### How to complete this task
Write what comes next in the text on the Federal Circuit's ruling against Enanta's coronavirus inhibitor patent, starting right after its final sentence.

### Text block
* * * * *

Enanta Pharmaceuticals faced a significant legal setback after the US Court of Appeals for the Federal Circuit affirmed summary judgment invalidating its patent on coronavirus inhibitors.
The Federal Circuit ruled the asserted patent was invalid as anticipated because its provisional application failed to provide adequate written description support for the claimed compound.
The case, Enanta Pharmaceuticals, Inc. v. Pfizer Inc., Case No. 25-1427, was decided on June 23, 2026, by Judges Lourie, Bryson, and Chen.
Enanta’s patent claimed priority to a provisional application filed on July 20, 2020, which the company argued should shield it from prior art disclosures made by Pfizer (PFE) in April 2021.
Pfizer’s April 2021 public disclosure described the compound that would eventually become part of its COVID-19 treatment, Paxlovid, predating Enanta’s nonprovisional application.
The central dispute involved a structural limitation concerning an alkyl substituent, where the provisional disclosed NHC(O)-C2-C12-alkyl while the asserted patent claimed NHC(O)-C1-C12-alkyl.
Enanta argued that the “C2” designation in the provisional application was an obvious drafting error that a person of ordinary skill in the art would naturally recognise and mentally correct.
The Federal Circuit rejected this approach, clarifying that the proper question was not whether a court could correct an alleged typographical error, but whether the provisional provided sufficient written description support for the later-claimed invention.

* * * * *

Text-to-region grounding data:

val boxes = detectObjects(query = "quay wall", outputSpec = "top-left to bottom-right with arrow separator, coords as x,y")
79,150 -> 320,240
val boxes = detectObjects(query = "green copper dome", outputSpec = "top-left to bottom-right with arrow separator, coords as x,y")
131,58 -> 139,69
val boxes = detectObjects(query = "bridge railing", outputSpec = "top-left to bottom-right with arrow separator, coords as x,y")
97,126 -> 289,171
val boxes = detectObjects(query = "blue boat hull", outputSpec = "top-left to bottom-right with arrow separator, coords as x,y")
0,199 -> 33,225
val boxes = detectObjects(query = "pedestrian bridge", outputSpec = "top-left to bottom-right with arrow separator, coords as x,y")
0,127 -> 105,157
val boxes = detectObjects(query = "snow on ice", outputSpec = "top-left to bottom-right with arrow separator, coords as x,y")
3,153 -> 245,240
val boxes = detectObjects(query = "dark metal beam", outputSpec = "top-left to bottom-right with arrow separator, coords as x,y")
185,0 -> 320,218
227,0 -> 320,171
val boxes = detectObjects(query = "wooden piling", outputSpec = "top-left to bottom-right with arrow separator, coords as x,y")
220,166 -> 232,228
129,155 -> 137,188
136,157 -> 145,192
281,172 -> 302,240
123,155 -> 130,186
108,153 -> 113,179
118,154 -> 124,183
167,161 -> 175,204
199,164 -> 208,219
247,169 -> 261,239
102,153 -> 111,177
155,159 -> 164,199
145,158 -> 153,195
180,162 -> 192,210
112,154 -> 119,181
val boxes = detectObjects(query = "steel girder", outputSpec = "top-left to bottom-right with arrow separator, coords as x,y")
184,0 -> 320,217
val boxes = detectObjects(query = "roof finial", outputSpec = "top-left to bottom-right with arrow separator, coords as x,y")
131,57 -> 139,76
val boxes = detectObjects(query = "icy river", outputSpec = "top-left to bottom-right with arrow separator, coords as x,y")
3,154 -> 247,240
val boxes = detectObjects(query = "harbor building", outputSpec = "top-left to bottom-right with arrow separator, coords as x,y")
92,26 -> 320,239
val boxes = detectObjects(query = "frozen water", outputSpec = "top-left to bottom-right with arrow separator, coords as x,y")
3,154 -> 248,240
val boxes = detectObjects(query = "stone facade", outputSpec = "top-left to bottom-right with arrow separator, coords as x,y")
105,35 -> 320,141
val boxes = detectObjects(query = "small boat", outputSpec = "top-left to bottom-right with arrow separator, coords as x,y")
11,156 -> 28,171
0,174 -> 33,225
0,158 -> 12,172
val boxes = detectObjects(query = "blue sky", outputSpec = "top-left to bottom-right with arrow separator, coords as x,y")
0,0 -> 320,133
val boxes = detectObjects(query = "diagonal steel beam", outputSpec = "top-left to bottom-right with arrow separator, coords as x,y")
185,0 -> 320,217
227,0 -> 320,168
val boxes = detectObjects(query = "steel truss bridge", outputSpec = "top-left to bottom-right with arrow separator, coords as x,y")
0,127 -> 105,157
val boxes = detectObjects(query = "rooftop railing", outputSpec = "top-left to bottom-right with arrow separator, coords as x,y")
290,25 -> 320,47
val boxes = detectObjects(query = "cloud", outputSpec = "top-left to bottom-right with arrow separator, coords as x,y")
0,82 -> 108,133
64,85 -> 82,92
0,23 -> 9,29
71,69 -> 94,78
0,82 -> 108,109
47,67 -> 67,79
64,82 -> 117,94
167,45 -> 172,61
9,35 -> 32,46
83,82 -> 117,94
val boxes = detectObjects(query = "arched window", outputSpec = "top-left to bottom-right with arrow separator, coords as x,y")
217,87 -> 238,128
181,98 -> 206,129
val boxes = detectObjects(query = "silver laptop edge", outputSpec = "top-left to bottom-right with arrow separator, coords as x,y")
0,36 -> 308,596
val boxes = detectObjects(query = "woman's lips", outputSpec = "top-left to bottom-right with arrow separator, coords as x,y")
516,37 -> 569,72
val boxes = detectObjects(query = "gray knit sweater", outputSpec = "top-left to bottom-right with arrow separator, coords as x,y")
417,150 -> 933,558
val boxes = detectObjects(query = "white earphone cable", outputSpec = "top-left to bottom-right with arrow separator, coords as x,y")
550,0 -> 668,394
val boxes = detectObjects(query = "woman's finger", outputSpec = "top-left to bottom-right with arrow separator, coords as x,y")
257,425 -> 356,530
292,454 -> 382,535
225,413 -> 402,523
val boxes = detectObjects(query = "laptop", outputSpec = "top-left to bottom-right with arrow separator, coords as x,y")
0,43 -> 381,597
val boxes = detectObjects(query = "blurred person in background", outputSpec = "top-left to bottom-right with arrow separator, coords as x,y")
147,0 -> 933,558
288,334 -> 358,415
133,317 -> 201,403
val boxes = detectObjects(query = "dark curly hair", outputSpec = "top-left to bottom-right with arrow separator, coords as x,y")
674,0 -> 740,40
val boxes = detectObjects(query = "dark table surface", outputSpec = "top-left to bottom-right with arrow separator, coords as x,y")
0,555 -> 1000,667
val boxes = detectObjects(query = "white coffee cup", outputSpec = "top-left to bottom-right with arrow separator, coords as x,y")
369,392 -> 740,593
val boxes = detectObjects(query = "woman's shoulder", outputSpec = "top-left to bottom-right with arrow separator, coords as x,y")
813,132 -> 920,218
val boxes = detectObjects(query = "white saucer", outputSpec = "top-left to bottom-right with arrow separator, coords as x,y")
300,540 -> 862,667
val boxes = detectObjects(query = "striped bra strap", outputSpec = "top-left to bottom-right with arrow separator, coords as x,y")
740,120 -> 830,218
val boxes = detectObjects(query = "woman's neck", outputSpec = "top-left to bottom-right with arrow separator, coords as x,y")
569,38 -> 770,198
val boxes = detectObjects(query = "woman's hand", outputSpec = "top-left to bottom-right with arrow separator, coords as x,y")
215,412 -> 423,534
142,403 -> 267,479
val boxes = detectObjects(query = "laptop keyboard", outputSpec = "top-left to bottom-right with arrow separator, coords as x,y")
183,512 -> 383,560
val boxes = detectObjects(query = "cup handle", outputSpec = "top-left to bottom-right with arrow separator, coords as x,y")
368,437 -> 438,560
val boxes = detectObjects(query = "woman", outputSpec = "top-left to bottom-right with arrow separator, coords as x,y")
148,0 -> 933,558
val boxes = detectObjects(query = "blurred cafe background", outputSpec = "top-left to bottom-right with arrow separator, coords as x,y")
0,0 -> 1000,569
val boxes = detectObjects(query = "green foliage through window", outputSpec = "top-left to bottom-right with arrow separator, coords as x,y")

* * * * *

### Output of the task
The Court stated plainly that “C2 is simply different from C1,” concluding that the provisional did not demonstrate that the inventors possessed the C1 embodiment at the time of filing.
The Federal Circuit also found that Enanta’s expert testimony failed to create a genuine issue of material fact, noting that generalised opinions on carbon chain nomenclature did not establish written description support for the specific claimed limitation.
The Court rejected Enanta’s reliance on cases addressing correction of errors in issued patents, explaining those authorities did not govern the priority analysis at issue here.
Because the asserted claims could not claim the provisional application’s filing date, Pfizer’s intervening public disclosure served as anticipatory prior art, rendering the patent invalid.
The ruling underscores how even small structural discrepancies in provisional patent applications can have significant consequences for priority claims and patent validity in pharmaceutical litigation.